Material for this task start
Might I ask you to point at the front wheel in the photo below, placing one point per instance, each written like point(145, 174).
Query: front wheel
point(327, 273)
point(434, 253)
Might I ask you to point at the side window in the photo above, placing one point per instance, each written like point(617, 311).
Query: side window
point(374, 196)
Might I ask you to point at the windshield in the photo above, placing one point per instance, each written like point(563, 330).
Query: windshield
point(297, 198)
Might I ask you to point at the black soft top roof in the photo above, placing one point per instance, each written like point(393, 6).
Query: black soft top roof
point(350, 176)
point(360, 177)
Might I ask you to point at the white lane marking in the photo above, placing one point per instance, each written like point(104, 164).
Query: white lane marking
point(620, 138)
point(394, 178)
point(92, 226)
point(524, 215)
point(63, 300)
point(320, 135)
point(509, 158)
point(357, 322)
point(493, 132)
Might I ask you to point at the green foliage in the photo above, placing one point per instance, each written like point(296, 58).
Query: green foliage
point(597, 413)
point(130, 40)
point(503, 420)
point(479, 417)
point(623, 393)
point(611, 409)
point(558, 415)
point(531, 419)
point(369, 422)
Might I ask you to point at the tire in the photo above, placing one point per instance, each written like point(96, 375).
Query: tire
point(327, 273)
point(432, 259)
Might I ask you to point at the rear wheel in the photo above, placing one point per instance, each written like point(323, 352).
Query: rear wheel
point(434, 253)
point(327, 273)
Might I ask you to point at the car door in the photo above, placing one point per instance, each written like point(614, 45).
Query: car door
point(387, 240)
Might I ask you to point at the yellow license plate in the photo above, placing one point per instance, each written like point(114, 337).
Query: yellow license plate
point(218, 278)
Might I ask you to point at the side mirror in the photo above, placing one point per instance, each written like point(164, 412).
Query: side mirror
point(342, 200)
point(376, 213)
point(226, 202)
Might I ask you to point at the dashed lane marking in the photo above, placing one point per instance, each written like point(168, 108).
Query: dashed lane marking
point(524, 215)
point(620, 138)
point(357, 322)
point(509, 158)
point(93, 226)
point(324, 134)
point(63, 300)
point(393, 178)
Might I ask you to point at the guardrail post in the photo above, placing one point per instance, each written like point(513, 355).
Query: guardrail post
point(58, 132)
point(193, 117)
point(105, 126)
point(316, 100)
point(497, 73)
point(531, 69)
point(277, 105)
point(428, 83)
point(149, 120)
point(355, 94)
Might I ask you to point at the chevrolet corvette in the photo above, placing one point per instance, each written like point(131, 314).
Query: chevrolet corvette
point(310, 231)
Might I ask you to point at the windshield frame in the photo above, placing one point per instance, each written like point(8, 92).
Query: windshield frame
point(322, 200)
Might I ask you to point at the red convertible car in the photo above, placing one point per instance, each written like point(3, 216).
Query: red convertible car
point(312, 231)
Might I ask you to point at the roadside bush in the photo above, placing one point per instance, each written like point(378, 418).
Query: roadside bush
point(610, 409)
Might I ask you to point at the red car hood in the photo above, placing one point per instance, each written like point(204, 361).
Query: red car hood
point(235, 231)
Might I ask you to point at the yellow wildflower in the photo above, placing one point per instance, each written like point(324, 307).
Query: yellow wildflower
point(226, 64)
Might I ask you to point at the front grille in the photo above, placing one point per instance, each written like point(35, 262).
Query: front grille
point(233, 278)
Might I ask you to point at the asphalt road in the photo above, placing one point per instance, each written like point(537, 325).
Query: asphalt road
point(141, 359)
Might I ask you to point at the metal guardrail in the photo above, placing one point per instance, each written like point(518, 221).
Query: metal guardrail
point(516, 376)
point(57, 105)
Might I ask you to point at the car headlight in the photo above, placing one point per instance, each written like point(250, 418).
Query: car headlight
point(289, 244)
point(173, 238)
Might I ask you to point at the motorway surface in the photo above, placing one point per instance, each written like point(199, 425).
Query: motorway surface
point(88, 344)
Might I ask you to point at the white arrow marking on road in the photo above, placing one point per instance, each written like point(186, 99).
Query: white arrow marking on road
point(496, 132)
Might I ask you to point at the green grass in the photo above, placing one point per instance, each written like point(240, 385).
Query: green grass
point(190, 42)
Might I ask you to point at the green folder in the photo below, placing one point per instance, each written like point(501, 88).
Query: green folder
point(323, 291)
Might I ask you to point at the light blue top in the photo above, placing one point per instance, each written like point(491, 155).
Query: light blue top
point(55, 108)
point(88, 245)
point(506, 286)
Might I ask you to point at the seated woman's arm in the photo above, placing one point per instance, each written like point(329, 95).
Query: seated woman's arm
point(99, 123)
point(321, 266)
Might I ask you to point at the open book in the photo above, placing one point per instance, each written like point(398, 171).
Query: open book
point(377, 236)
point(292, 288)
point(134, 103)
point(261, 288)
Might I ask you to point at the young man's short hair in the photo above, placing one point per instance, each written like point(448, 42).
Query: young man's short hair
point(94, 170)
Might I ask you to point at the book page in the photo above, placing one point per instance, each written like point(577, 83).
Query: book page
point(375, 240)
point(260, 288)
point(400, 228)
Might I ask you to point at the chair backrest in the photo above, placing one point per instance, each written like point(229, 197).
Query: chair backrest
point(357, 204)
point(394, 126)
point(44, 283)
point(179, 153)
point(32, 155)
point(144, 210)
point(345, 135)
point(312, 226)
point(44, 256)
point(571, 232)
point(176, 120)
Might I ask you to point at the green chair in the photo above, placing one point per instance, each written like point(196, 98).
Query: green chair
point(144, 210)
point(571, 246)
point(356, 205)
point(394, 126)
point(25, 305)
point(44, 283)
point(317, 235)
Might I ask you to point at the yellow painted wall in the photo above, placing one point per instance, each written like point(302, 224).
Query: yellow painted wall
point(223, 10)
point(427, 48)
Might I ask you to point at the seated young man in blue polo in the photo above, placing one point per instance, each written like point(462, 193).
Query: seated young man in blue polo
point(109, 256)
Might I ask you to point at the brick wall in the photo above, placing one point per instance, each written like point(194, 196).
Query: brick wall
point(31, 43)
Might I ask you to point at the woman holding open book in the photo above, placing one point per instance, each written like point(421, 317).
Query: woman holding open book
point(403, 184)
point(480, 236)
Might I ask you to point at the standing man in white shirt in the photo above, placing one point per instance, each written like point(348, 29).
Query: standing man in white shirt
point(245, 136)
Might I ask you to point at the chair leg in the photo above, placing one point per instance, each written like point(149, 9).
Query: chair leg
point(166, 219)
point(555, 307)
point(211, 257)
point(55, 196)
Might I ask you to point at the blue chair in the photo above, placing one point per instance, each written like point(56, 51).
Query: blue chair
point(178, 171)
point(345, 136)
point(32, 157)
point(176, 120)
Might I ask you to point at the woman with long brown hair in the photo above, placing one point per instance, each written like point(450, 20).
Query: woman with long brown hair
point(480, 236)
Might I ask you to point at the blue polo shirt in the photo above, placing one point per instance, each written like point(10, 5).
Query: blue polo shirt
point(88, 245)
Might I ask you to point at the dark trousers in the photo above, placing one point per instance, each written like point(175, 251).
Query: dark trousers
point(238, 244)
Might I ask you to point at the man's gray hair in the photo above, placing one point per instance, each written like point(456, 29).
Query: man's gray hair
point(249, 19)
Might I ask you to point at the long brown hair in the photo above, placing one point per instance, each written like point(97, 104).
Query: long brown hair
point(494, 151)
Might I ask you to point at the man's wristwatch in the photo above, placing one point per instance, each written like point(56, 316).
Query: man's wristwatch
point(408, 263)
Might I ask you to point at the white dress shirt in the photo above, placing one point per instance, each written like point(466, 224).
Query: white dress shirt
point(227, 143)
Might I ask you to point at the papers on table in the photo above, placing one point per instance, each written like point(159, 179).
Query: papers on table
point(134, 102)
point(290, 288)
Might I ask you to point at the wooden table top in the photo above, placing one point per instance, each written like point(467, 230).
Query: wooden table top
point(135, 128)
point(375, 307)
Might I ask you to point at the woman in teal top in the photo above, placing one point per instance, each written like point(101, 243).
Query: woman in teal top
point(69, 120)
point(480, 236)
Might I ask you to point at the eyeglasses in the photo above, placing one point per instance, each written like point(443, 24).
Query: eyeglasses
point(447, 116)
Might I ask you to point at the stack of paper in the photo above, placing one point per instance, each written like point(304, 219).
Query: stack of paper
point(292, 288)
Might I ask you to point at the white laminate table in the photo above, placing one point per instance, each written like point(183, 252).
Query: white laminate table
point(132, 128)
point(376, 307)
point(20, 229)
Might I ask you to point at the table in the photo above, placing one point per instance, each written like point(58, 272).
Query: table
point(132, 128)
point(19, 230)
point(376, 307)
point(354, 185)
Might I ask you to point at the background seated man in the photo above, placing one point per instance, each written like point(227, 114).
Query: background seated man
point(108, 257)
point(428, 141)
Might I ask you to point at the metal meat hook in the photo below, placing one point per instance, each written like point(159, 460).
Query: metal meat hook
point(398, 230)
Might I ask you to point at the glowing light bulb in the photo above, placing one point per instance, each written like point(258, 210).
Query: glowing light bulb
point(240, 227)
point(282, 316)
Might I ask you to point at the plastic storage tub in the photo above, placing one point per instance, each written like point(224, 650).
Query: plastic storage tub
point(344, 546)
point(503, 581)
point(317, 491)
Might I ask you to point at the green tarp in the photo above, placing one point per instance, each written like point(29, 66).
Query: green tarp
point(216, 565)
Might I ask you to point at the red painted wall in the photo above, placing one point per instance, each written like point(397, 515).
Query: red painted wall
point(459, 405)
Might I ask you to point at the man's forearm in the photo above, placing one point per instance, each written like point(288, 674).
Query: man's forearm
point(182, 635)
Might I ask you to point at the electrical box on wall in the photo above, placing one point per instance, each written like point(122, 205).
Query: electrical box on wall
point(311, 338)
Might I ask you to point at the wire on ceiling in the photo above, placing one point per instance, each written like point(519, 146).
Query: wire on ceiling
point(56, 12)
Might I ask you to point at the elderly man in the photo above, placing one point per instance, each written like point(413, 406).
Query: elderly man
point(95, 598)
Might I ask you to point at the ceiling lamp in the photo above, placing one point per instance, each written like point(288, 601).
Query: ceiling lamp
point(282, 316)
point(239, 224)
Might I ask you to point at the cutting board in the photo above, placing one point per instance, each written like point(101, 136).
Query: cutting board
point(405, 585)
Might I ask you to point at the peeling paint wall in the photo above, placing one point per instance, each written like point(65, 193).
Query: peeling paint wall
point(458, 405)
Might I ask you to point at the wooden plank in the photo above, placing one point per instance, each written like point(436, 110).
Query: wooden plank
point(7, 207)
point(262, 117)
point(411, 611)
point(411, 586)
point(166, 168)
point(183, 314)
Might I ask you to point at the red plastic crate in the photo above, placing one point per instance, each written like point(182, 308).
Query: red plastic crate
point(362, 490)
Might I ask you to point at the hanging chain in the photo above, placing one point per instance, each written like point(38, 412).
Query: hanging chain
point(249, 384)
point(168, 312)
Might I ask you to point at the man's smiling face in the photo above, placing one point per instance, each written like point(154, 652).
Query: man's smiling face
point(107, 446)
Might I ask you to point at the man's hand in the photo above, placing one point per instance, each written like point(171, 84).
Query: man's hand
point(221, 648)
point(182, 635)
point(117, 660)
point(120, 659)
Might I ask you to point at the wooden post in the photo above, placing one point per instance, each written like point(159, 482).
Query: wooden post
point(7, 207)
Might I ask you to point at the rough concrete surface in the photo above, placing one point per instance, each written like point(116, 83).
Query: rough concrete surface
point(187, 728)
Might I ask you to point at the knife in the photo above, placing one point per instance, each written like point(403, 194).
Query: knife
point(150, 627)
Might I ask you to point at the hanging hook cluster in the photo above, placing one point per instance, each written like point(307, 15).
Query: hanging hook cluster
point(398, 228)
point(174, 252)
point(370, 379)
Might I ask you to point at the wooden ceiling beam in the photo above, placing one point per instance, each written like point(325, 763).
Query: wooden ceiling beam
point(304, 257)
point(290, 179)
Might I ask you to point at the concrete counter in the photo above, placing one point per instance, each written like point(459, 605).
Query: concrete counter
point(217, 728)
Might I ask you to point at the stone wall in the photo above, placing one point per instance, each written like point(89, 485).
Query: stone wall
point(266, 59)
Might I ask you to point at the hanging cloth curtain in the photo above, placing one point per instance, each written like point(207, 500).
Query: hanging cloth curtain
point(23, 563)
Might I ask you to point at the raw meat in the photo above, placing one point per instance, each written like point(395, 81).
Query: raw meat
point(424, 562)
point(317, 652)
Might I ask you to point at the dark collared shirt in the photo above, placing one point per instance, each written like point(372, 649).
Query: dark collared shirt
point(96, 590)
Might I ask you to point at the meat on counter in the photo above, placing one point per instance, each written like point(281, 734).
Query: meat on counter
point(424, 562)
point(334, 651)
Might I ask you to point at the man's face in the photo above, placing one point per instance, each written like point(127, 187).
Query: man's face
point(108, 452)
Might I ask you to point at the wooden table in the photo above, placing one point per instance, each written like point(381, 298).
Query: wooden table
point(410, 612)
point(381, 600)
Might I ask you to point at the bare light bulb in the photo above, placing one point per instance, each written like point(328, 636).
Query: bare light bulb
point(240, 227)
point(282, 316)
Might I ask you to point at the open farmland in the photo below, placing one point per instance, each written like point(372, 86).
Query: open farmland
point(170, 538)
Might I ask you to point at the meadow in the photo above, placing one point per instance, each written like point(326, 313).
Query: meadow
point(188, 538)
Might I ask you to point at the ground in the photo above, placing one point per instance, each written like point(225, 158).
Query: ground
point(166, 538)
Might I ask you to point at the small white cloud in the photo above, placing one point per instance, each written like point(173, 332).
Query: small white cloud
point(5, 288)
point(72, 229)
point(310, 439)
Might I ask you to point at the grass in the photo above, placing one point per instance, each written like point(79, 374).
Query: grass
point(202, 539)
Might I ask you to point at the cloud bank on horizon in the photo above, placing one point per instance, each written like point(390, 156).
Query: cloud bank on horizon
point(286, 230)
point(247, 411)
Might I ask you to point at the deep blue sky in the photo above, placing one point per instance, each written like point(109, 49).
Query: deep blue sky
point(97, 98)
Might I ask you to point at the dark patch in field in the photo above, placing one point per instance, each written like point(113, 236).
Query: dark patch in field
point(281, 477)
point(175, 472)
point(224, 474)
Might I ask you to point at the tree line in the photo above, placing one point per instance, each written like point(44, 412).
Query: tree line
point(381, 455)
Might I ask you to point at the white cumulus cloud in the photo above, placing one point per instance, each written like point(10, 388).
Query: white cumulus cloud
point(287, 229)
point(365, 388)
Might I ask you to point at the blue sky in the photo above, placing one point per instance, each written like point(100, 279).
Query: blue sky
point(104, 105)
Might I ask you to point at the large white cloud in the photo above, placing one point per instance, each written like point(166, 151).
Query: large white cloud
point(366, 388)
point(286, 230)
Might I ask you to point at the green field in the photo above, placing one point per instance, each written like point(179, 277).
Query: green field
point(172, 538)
Material for this task end
Can you repeat, word for word, the part of the records above that opens with the line containing "Might I ask you to point at the meat" and closes with the line containing "point(381, 600)", including both of those lines?

Result of this exercise -
Might I ask you to point at the meat on counter in the photo above, placing one point per instance, each written like point(281, 734).
Query: meat on counter
point(424, 562)
point(334, 651)
Might I ask you to point at the man's face in the photo above, placing one point per instance, each written like point(127, 187).
Query: man's face
point(108, 452)
Might I ask you to point at the wooden table in the photo above, placing one point per instance, each written like point(381, 298).
Query: wooden table
point(410, 612)
point(381, 600)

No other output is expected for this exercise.